### Consegne dell'esercizio
[a] Nella lectio divina su Lc 4,1-13, per quanti giorni Gesù viene tentato dal diavolo nel deserto?
[b] Per favore, prosegui la lectio divina su Lc 4,1-13 partendo subito dopo l'ultima frase riportata.

### Testo da leggere
◇ ◇ ◇ ◇ ◇ ◇ ◇

Lectio divina su Lc 4,1-13 

Invocare
Signore, nostro Dio, ascolta la voce della Chiesa che
t’invoca nel deserto del mondo: stendi su di noi la tua mano, perché nutriti
con il pane della tua parola e fortificati dal tuo Spirito, vinciamo con il
digiuno e la preghiera le continue seduzioni del maligno. Per Cristo nostro
Signore. Amen!
Leggere 
1Gesù, pieno di Spirito Santo, si allontanò dal Giordano ed era
guidato dallo Spirito nel deserto, 2per quaranta giorni,
tentato dal diavolo. Non mangiò nulla in quei giorni, ma quando furono
terminati, ebbe fame. 3Allora il diavolo gli disse: «Se tu sei
Figlio di Dio, di’ a questa pietra che diventi pane». 4Gesù gli
rispose: «Sta scritto: Non di solo pane vivrà l’uomo».

◇ ◇ ◇ ◇ ◇ ◇ ◇

### Dati forniti
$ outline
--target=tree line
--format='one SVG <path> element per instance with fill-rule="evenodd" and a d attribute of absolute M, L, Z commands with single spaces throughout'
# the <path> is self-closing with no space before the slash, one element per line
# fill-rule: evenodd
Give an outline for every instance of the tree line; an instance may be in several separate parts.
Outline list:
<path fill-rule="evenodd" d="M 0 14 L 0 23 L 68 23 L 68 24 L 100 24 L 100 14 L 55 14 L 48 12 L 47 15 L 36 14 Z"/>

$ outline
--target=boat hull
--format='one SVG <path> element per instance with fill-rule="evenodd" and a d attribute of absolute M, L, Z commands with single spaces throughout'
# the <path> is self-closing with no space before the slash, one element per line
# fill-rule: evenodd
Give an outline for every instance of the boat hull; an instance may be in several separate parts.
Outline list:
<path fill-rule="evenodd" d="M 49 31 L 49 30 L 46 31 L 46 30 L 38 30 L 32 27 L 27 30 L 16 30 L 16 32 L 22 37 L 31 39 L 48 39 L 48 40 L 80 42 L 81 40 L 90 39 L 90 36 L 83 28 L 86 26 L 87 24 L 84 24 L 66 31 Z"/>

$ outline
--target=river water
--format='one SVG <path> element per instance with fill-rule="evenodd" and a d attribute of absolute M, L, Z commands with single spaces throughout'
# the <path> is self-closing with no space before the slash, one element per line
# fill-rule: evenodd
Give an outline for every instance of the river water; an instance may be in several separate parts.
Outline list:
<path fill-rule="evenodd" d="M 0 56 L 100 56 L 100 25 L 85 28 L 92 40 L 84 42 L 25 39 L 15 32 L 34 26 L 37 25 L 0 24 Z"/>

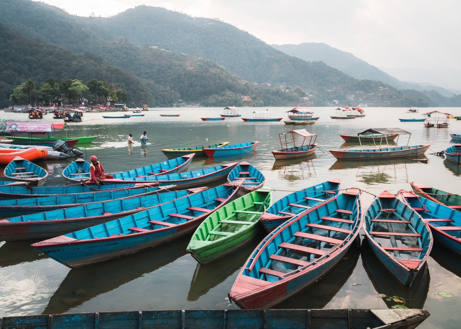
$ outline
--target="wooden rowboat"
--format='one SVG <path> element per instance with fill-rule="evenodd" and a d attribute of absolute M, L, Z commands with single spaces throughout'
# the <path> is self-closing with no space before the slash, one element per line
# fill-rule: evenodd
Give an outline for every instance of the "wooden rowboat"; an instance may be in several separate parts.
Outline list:
<path fill-rule="evenodd" d="M 410 182 L 410 185 L 413 188 L 413 192 L 417 195 L 461 212 L 461 195 L 446 192 L 414 182 Z"/>
<path fill-rule="evenodd" d="M 461 255 L 461 212 L 412 192 L 402 190 L 399 193 L 403 201 L 429 224 L 436 241 Z"/>
<path fill-rule="evenodd" d="M 228 203 L 197 228 L 187 252 L 204 265 L 244 247 L 261 230 L 258 220 L 272 201 L 270 190 L 258 189 Z"/>
<path fill-rule="evenodd" d="M 181 157 L 186 154 L 190 154 L 192 153 L 195 153 L 195 157 L 206 156 L 205 152 L 203 152 L 204 148 L 209 148 L 210 147 L 222 147 L 229 144 L 228 141 L 224 143 L 219 143 L 210 145 L 205 145 L 204 146 L 195 146 L 192 147 L 185 147 L 184 148 L 172 148 L 162 150 L 163 154 L 171 159 L 173 158 Z"/>
<path fill-rule="evenodd" d="M 199 188 L 161 194 L 167 190 L 159 189 L 147 195 L 0 219 L 0 237 L 5 241 L 21 241 L 57 236 L 139 212 L 206 189 Z"/>
<path fill-rule="evenodd" d="M 363 225 L 378 259 L 402 284 L 411 286 L 432 249 L 427 224 L 416 212 L 385 191 L 368 207 Z"/>
<path fill-rule="evenodd" d="M 331 270 L 361 227 L 360 192 L 349 190 L 289 220 L 269 234 L 242 268 L 230 290 L 230 299 L 242 308 L 271 307 Z"/>
<path fill-rule="evenodd" d="M 243 182 L 240 182 L 242 179 Z M 227 176 L 230 184 L 240 186 L 238 193 L 240 196 L 262 187 L 265 181 L 264 175 L 246 161 L 241 162 Z"/>
<path fill-rule="evenodd" d="M 288 220 L 337 195 L 341 180 L 333 178 L 295 192 L 276 201 L 260 218 L 269 233 Z"/>
<path fill-rule="evenodd" d="M 21 157 L 16 157 L 3 171 L 5 177 L 13 181 L 29 183 L 33 186 L 43 185 L 48 171 Z"/>
<path fill-rule="evenodd" d="M 238 190 L 234 186 L 220 185 L 32 246 L 69 267 L 121 257 L 192 233 Z"/>
<path fill-rule="evenodd" d="M 66 313 L 0 317 L 4 328 L 41 329 L 413 329 L 430 315 L 426 310 L 165 310 Z M 350 324 L 350 325 L 349 325 Z"/>

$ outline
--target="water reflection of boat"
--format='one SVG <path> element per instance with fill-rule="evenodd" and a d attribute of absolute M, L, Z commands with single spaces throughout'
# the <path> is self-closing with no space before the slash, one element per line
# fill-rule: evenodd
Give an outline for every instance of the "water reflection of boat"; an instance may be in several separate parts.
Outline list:
<path fill-rule="evenodd" d="M 360 240 L 357 239 L 343 259 L 327 274 L 303 290 L 276 306 L 276 308 L 315 308 L 325 307 L 341 290 L 357 265 Z"/>
<path fill-rule="evenodd" d="M 197 264 L 190 282 L 187 300 L 189 301 L 196 300 L 210 289 L 238 272 L 251 252 L 264 238 L 264 234 L 259 235 L 238 252 L 233 253 L 224 258 L 217 259 L 212 264 L 201 265 Z"/>
<path fill-rule="evenodd" d="M 129 257 L 71 269 L 50 298 L 42 314 L 66 312 L 174 261 L 186 254 L 186 247 L 189 240 L 188 237 L 180 239 L 174 243 Z"/>
<path fill-rule="evenodd" d="M 393 296 L 403 299 L 405 301 L 404 306 L 409 308 L 422 308 L 424 306 L 430 281 L 427 265 L 420 271 L 411 286 L 405 287 L 400 284 L 398 280 L 379 262 L 366 239 L 362 241 L 361 255 L 365 271 L 373 283 L 377 294 L 385 294 L 386 297 L 382 298 L 388 307 L 390 308 L 398 304 L 392 299 L 386 300 L 387 296 Z"/>

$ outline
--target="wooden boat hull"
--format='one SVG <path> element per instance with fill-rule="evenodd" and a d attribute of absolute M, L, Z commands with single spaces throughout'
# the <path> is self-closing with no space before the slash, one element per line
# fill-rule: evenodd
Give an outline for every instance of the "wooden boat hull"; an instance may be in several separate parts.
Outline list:
<path fill-rule="evenodd" d="M 252 153 L 254 151 L 259 141 L 244 144 L 226 145 L 222 147 L 204 148 L 203 152 L 210 158 L 236 155 L 245 153 Z"/>
<path fill-rule="evenodd" d="M 338 160 L 362 160 L 369 159 L 389 159 L 422 155 L 427 150 L 428 145 L 417 145 L 412 147 L 382 147 L 371 149 L 368 152 L 364 150 L 347 151 L 331 150 L 333 156 Z M 396 149 L 401 148 L 400 150 Z M 378 151 L 377 151 L 378 150 Z M 379 150 L 390 150 L 382 151 Z"/>
<path fill-rule="evenodd" d="M 278 150 L 271 152 L 276 160 L 305 158 L 306 157 L 309 157 L 312 155 L 315 152 L 315 149 L 317 148 L 318 145 L 317 144 L 313 144 L 308 145 L 307 147 L 303 147 L 303 149 L 300 151 L 283 151 L 281 150 Z M 300 148 L 297 147 L 297 148 L 299 149 Z M 304 148 L 306 148 L 306 150 L 304 150 Z"/>
<path fill-rule="evenodd" d="M 430 315 L 426 310 L 165 310 L 5 317 L 4 328 L 41 329 L 414 329 Z"/>

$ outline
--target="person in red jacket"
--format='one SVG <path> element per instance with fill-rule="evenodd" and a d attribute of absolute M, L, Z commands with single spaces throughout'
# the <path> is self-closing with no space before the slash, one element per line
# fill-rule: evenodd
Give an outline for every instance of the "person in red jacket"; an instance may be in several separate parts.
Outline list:
<path fill-rule="evenodd" d="M 100 181 L 114 178 L 113 176 L 106 173 L 104 167 L 98 161 L 95 155 L 92 155 L 89 158 L 91 160 L 91 164 L 89 165 L 90 177 L 91 177 L 90 181 L 99 182 Z"/>

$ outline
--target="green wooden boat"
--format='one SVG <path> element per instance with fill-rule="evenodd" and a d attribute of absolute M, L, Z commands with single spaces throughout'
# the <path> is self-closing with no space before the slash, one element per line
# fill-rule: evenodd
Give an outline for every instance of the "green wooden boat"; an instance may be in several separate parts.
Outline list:
<path fill-rule="evenodd" d="M 204 148 L 210 148 L 211 147 L 222 147 L 225 146 L 229 142 L 225 141 L 224 143 L 218 143 L 210 145 L 204 145 L 203 146 L 195 146 L 193 147 L 184 147 L 184 148 L 171 148 L 162 150 L 163 154 L 166 155 L 170 159 L 172 159 L 178 157 L 182 157 L 186 154 L 190 154 L 195 153 L 195 157 L 201 156 L 205 156 L 206 154 L 203 152 Z"/>
<path fill-rule="evenodd" d="M 187 252 L 205 264 L 243 247 L 262 228 L 258 220 L 272 202 L 271 190 L 260 189 L 232 201 L 200 224 Z"/>

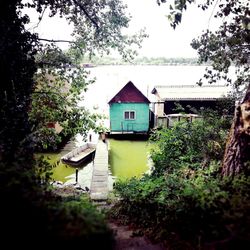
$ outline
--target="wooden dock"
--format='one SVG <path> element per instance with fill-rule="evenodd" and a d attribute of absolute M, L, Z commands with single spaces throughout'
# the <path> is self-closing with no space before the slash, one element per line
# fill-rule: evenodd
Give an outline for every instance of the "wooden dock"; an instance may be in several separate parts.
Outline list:
<path fill-rule="evenodd" d="M 108 144 L 99 140 L 93 164 L 90 198 L 94 201 L 105 201 L 108 192 Z"/>

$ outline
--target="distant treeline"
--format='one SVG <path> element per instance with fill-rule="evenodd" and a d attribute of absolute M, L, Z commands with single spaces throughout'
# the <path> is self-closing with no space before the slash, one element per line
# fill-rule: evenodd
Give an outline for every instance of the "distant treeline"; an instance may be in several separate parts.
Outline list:
<path fill-rule="evenodd" d="M 92 57 L 83 58 L 86 65 L 200 65 L 198 58 L 166 58 L 166 57 L 138 57 L 132 61 L 124 61 L 115 57 Z"/>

◇ ◇ ◇ ◇ ◇ ◇ ◇

### Risultati dell'esercizio
[a] Per quaranta giorni.

[b]
5Il diavolo
lo condusse in alto, gli mostrò in un istante tutti i regni della terra 6e
gli disse: «Ti darò tutto questo potere e la loro gloria, perché a me è stata
data e io la do a chi voglio. 7Perciò, se ti prostrerai in
adorazione dinanzi a me, tutto sarà tuo». 8Gesù gli rispose:
«Sta scritto: Il Signore, Dio tuo, adorerai: a lui solo renderai culto». 9Lo
condusse a Gerusalemme, lo pose sul punto più alto del tempio e gli disse: «Se
tu sei Figlio di Dio, gèttati giù di qui; 10sta scritto
infatti: ai suoi angeli darà ordini a tuo riguardo affinché essi ti
custodiscano; 11e anche: Essi ti porteranno sulle loro mani
perché il tuo piede non inciampi in una pietra». 12Gesù gli
rispose: «È stato detto: Non metterai alla prova il Signore Dio tuo». 13Dopo
aver esaurito ogni tentazione, il diavolo si allontanò da lui fino al momento
fissato.

Silenzio meditativo
ripetendo mentalmente il testo, cercando di ricordare quanto letto o ascoltato
Capire
Iniziamo la
I domenica di Quaresima e l’appuntamento è con le tentazioni di Gesù. Come in
tutti i sinottici, le tentazioni sono collegate al battesimo in cui Gesù è
proclamato “mio Figlio” dalla voce del Padre. L’introduzione, infatti, collega
direttamente i due episodi: Gesù “si allontanò dal Giordano pieno dello Spirito
Santo” che là era disceso su di Lui.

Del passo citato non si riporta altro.